▸ What is asked
All entries are to be given again verbatim.

____________________

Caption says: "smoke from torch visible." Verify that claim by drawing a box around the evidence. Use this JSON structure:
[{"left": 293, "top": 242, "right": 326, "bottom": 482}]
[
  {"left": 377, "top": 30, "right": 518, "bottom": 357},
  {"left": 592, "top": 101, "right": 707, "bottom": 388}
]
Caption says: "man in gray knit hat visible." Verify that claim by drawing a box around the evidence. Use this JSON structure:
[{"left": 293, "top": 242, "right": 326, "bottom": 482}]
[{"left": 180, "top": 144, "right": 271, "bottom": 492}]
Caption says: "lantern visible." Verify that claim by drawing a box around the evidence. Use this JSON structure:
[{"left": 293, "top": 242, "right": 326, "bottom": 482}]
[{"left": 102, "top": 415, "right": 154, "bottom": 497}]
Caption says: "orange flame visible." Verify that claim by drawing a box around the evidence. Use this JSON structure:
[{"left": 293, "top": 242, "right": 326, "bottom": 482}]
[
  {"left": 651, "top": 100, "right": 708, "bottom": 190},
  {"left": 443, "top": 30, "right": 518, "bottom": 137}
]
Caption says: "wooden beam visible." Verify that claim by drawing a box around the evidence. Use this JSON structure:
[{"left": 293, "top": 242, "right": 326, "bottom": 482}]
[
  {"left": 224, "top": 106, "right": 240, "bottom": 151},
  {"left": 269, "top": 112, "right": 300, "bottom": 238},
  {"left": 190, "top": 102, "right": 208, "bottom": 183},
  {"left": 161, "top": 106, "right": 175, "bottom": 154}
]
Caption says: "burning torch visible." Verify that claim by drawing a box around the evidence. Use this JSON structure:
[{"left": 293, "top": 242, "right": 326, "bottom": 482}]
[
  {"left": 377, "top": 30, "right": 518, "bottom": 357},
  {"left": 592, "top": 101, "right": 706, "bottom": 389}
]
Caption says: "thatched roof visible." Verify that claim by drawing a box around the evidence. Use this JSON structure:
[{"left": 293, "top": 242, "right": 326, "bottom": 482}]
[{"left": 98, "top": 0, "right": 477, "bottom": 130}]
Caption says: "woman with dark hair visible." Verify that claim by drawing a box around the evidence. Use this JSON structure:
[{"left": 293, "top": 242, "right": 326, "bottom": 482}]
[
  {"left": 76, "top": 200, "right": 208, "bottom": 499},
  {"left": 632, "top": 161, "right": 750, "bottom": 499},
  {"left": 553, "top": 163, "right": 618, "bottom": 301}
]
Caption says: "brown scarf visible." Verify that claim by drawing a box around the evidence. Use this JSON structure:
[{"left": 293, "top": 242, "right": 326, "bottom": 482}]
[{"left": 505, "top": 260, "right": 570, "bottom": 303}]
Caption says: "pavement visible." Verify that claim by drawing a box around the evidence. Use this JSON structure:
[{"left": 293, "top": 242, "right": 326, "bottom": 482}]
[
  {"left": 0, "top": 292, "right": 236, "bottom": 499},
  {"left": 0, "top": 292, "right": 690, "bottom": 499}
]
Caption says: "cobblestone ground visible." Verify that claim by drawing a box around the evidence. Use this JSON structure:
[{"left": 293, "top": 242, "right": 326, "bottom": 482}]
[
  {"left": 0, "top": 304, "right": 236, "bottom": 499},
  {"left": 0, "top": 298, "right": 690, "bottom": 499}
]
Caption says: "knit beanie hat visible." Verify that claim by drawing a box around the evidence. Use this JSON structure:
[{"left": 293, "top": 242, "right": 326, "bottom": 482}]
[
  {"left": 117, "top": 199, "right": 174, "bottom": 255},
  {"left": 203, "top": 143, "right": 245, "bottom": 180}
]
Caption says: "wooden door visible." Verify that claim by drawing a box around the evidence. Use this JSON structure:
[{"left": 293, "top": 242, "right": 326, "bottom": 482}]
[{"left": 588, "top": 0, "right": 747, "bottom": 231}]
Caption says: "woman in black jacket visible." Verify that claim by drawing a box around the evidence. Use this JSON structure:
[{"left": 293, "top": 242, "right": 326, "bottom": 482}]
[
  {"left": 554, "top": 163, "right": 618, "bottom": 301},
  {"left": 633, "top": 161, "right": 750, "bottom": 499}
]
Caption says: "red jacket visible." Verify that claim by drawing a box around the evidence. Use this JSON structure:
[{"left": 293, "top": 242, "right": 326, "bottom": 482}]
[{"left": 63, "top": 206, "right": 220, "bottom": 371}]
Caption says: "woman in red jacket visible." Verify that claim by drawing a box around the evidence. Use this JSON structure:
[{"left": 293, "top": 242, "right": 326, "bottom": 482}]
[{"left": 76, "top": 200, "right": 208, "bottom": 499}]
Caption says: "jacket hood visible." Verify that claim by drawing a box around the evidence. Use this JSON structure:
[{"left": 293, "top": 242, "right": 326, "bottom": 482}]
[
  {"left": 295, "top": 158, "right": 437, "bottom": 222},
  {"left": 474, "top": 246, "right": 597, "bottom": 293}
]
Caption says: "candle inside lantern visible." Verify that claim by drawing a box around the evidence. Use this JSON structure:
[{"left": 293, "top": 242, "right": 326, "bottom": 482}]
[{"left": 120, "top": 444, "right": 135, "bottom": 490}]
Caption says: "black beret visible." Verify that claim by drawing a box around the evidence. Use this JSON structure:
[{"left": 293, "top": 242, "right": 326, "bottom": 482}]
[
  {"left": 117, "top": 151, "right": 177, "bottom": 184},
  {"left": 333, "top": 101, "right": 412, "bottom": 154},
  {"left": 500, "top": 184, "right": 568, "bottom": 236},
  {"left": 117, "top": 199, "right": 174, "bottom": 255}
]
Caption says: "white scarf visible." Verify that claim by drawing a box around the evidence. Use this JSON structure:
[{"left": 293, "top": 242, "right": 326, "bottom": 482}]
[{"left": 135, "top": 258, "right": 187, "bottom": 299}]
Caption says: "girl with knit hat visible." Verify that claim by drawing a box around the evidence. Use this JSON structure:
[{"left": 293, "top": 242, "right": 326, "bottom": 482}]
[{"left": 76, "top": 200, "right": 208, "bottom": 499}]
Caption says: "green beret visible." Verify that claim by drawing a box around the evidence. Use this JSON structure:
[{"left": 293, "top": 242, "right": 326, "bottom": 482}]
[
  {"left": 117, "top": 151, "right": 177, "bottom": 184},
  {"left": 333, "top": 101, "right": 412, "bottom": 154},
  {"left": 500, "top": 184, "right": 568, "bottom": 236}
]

____________________

▸ Full solution
Caption says: "smoke from torch visible." Verify that claim by drawing a box around the evidence. Use this JSON structure:
[{"left": 293, "top": 242, "right": 326, "bottom": 482}]
[
  {"left": 377, "top": 30, "right": 518, "bottom": 357},
  {"left": 592, "top": 101, "right": 707, "bottom": 388}
]
Caption says: "man in gray knit hat visible." Verify that claim by drawing a box around the evidence. Use this JSON structure:
[{"left": 293, "top": 242, "right": 326, "bottom": 482}]
[{"left": 180, "top": 144, "right": 271, "bottom": 492}]
Caption says: "lantern visible." Verify that claim by drawing a box around the evidence. Use this JSON structure:
[{"left": 293, "top": 242, "right": 326, "bottom": 482}]
[{"left": 102, "top": 415, "right": 154, "bottom": 497}]
Caption says: "orange flame visible." Verify that claim by drawing a box around the evidence. Use this JSON structure:
[{"left": 293, "top": 242, "right": 326, "bottom": 482}]
[
  {"left": 651, "top": 100, "right": 708, "bottom": 190},
  {"left": 443, "top": 30, "right": 518, "bottom": 137}
]
Caption says: "wooden beam visible." Verify that claim by drawing a box around the evidence. Use this JSON structure:
[{"left": 293, "top": 242, "right": 326, "bottom": 482}]
[
  {"left": 224, "top": 106, "right": 240, "bottom": 151},
  {"left": 269, "top": 112, "right": 300, "bottom": 238},
  {"left": 190, "top": 102, "right": 208, "bottom": 183},
  {"left": 161, "top": 106, "right": 175, "bottom": 154}
]
Caption says: "burning torch visible." Verify that claim by drawing a box around the evidence. Use this JSON structure:
[{"left": 293, "top": 242, "right": 326, "bottom": 482}]
[
  {"left": 377, "top": 30, "right": 518, "bottom": 357},
  {"left": 592, "top": 101, "right": 706, "bottom": 389}
]
Caption says: "thatched roof visible." Verify that claim by drawing a box around the evidence. Use this JSON structure:
[{"left": 293, "top": 242, "right": 326, "bottom": 482}]
[{"left": 98, "top": 0, "right": 477, "bottom": 130}]
Caption says: "woman with dark hair visible." Verify that claim by drawing a box around the evidence. Use this JSON structure:
[{"left": 293, "top": 242, "right": 326, "bottom": 482}]
[
  {"left": 76, "top": 200, "right": 208, "bottom": 499},
  {"left": 632, "top": 161, "right": 750, "bottom": 499},
  {"left": 553, "top": 163, "right": 618, "bottom": 301}
]
Caption says: "brown scarf visible." Verify that claim by drawing a box around the evidence. Use this JSON structure:
[{"left": 293, "top": 242, "right": 326, "bottom": 482}]
[{"left": 505, "top": 260, "right": 570, "bottom": 303}]
Caption says: "pavement visible." Verify that claim by drawing a box around the evidence. Use this JSON structure:
[{"left": 293, "top": 242, "right": 326, "bottom": 482}]
[
  {"left": 0, "top": 292, "right": 236, "bottom": 499},
  {"left": 0, "top": 292, "right": 690, "bottom": 499}
]
Caption says: "cobblestone ground visible." Verify that claim by drawing a box around the evidence. Use this JSON structure:
[{"left": 293, "top": 242, "right": 326, "bottom": 482}]
[
  {"left": 0, "top": 304, "right": 236, "bottom": 499},
  {"left": 0, "top": 298, "right": 690, "bottom": 499}
]
Caption says: "knit beanie hat visible." Verify that claim by drawing a box around the evidence. Use this JSON structure:
[{"left": 293, "top": 242, "right": 326, "bottom": 482}]
[
  {"left": 117, "top": 199, "right": 174, "bottom": 255},
  {"left": 203, "top": 143, "right": 245, "bottom": 180}
]
Caption says: "wooden door visible." Verify that claim by drawing a box around the evidence. Use this JSON structure:
[{"left": 293, "top": 242, "right": 326, "bottom": 482}]
[{"left": 588, "top": 0, "right": 747, "bottom": 231}]
Caption says: "woman in black jacket visible." Verify that claim by drawing a box around the evidence. Use this JSON structure:
[{"left": 293, "top": 242, "right": 326, "bottom": 482}]
[
  {"left": 554, "top": 163, "right": 618, "bottom": 301},
  {"left": 633, "top": 161, "right": 750, "bottom": 499}
]
Caption says: "red jacket visible." Verify that claim by drawing a box around the evidence. Use this JSON structure:
[{"left": 293, "top": 242, "right": 326, "bottom": 482}]
[{"left": 63, "top": 206, "right": 220, "bottom": 371}]
Caption says: "woman in red jacket visible." Verify that claim by drawing a box around the evidence. Use this JSON structure:
[{"left": 293, "top": 242, "right": 326, "bottom": 482}]
[{"left": 76, "top": 200, "right": 208, "bottom": 499}]
Caption says: "jacket hood visible." Verify that claim by drawing a box around the evidence. Use this JSON structure:
[{"left": 293, "top": 242, "right": 326, "bottom": 482}]
[
  {"left": 295, "top": 158, "right": 437, "bottom": 222},
  {"left": 474, "top": 246, "right": 597, "bottom": 293}
]
Caption says: "candle inside lantern visible." Verify that claim by drawing a box around the evidence. Use this JSON structure:
[{"left": 293, "top": 242, "right": 326, "bottom": 482}]
[{"left": 120, "top": 444, "right": 135, "bottom": 490}]
Caption says: "black beret visible." Verify that claim by drawing a box around the evidence. Use this JSON structure:
[{"left": 293, "top": 242, "right": 326, "bottom": 482}]
[
  {"left": 117, "top": 151, "right": 177, "bottom": 184},
  {"left": 333, "top": 101, "right": 412, "bottom": 154},
  {"left": 500, "top": 184, "right": 568, "bottom": 236},
  {"left": 117, "top": 199, "right": 174, "bottom": 255}
]
Caption says: "white scarf visible." Verify that claim by drawing a box around the evidence. Use this JSON structure:
[{"left": 293, "top": 242, "right": 326, "bottom": 482}]
[{"left": 135, "top": 258, "right": 187, "bottom": 299}]
Caption says: "girl with knit hat visible." Verify that claim by drawing a box around the evidence. Use this JSON structure:
[{"left": 293, "top": 242, "right": 326, "bottom": 482}]
[{"left": 76, "top": 200, "right": 208, "bottom": 499}]
Caption says: "green beret visible." Verify that claim by drawing a box around the evidence. Use this JSON structure:
[{"left": 293, "top": 242, "right": 326, "bottom": 482}]
[
  {"left": 117, "top": 151, "right": 177, "bottom": 184},
  {"left": 333, "top": 101, "right": 412, "bottom": 154},
  {"left": 500, "top": 184, "right": 568, "bottom": 236}
]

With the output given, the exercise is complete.